What you have to do:
All of the data below is to be returned unaltered.

[Input — start]

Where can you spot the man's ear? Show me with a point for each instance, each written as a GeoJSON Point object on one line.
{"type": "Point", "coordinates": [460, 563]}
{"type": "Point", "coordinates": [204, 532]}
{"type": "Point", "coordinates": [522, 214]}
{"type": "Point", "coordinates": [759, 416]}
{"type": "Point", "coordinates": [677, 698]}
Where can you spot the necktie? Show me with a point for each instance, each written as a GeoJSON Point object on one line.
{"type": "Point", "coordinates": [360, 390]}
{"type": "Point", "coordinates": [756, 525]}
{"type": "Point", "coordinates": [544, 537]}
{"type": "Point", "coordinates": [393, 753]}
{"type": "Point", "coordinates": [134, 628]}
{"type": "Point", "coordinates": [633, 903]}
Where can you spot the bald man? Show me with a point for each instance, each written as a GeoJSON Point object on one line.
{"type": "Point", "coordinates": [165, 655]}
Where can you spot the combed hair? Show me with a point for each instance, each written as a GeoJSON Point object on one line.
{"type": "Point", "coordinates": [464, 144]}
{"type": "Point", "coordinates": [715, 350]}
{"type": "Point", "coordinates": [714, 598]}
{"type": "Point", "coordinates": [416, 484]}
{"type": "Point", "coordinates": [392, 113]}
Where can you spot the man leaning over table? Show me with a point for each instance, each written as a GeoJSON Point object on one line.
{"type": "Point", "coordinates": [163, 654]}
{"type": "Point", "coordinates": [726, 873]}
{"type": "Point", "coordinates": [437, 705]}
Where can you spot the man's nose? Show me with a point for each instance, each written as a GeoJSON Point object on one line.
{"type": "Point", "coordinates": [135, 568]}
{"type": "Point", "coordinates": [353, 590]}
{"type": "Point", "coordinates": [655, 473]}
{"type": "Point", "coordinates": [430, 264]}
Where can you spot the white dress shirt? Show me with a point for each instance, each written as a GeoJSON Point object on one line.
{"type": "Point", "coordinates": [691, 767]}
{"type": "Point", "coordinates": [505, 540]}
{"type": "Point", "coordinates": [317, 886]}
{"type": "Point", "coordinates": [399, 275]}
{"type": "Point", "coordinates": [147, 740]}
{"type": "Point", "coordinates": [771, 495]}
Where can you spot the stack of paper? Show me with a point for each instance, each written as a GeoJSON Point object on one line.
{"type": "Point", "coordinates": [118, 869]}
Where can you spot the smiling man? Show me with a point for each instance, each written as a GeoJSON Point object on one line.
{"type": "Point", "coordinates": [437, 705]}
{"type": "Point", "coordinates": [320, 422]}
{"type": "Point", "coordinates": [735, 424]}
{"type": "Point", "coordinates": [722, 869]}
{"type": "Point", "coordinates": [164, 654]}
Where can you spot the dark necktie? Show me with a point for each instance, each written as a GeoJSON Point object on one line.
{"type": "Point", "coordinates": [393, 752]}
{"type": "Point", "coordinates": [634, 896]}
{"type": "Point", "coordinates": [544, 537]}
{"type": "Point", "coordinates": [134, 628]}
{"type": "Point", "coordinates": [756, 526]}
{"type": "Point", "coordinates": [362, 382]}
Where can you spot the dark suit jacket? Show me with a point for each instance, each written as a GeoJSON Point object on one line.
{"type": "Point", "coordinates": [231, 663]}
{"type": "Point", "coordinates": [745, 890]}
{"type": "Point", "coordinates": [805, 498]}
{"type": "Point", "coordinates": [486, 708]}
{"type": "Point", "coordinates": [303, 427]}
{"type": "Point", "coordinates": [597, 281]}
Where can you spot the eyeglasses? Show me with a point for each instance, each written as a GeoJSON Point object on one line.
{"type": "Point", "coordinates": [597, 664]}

[Input — finish]

Exercise response:
Where can you spot the man's ear? Show me with a point for each instance, each written as a GeoJSON Point object on one line.
{"type": "Point", "coordinates": [460, 563]}
{"type": "Point", "coordinates": [204, 532]}
{"type": "Point", "coordinates": [522, 214]}
{"type": "Point", "coordinates": [759, 416]}
{"type": "Point", "coordinates": [677, 698]}
Where can you spot the necktie? Show me with a point for each instance, each written as a GeoJSON Point object on one line.
{"type": "Point", "coordinates": [360, 390]}
{"type": "Point", "coordinates": [756, 525]}
{"type": "Point", "coordinates": [544, 537]}
{"type": "Point", "coordinates": [393, 753]}
{"type": "Point", "coordinates": [134, 628]}
{"type": "Point", "coordinates": [633, 903]}
Where can you spot the bald man? Show me with a point for each instance, each written as a GeoJSON Point object on one line.
{"type": "Point", "coordinates": [165, 655]}
Where can you spot the combed hair? Show me with a point for each instance, each written as a GeoJSON Point object on one line.
{"type": "Point", "coordinates": [464, 144]}
{"type": "Point", "coordinates": [715, 350]}
{"type": "Point", "coordinates": [714, 598]}
{"type": "Point", "coordinates": [416, 484]}
{"type": "Point", "coordinates": [392, 113]}
Where can you spot the man leaning over table? Show me with a point for each instance, each written as a GeoJSON Point object on one line.
{"type": "Point", "coordinates": [163, 654]}
{"type": "Point", "coordinates": [726, 873]}
{"type": "Point", "coordinates": [437, 705]}
Where can you spot the man's nose? Show me with a point for each instance, each written as a GeoJSON Point object on one line.
{"type": "Point", "coordinates": [135, 568]}
{"type": "Point", "coordinates": [353, 590]}
{"type": "Point", "coordinates": [655, 473]}
{"type": "Point", "coordinates": [430, 264]}
Where can you spot the white dress shirt? Show me with a point for each instance, each written as a GeoJSON Point object on one line.
{"type": "Point", "coordinates": [691, 767]}
{"type": "Point", "coordinates": [505, 540]}
{"type": "Point", "coordinates": [317, 886]}
{"type": "Point", "coordinates": [399, 275]}
{"type": "Point", "coordinates": [147, 740]}
{"type": "Point", "coordinates": [771, 495]}
Where can you spot the stack of paper? Show me with a point for each instance, each written as a GeoJSON Point object on one line.
{"type": "Point", "coordinates": [118, 869]}
Where can you spot the smiling man? Show me with a point for each instance, each written as a GeoJSON Point object on one line.
{"type": "Point", "coordinates": [437, 705]}
{"type": "Point", "coordinates": [320, 422]}
{"type": "Point", "coordinates": [735, 424]}
{"type": "Point", "coordinates": [722, 869]}
{"type": "Point", "coordinates": [164, 654]}
Where can you spot the dark necktie? Show me with a point for each instance, each written as a GeoJSON Point object on one line.
{"type": "Point", "coordinates": [393, 752]}
{"type": "Point", "coordinates": [634, 896]}
{"type": "Point", "coordinates": [544, 537]}
{"type": "Point", "coordinates": [134, 628]}
{"type": "Point", "coordinates": [756, 526]}
{"type": "Point", "coordinates": [362, 382]}
Where can you spot the dark suit jacket? Show me with a point for each instance, each written as a GeoJSON Point object on one line.
{"type": "Point", "coordinates": [231, 663]}
{"type": "Point", "coordinates": [745, 890]}
{"type": "Point", "coordinates": [805, 498]}
{"type": "Point", "coordinates": [486, 708]}
{"type": "Point", "coordinates": [303, 427]}
{"type": "Point", "coordinates": [597, 281]}
Where can you spot the eyeglasses? Show me with a point for each instance, each written as a GeoJSON Point object on one line.
{"type": "Point", "coordinates": [597, 664]}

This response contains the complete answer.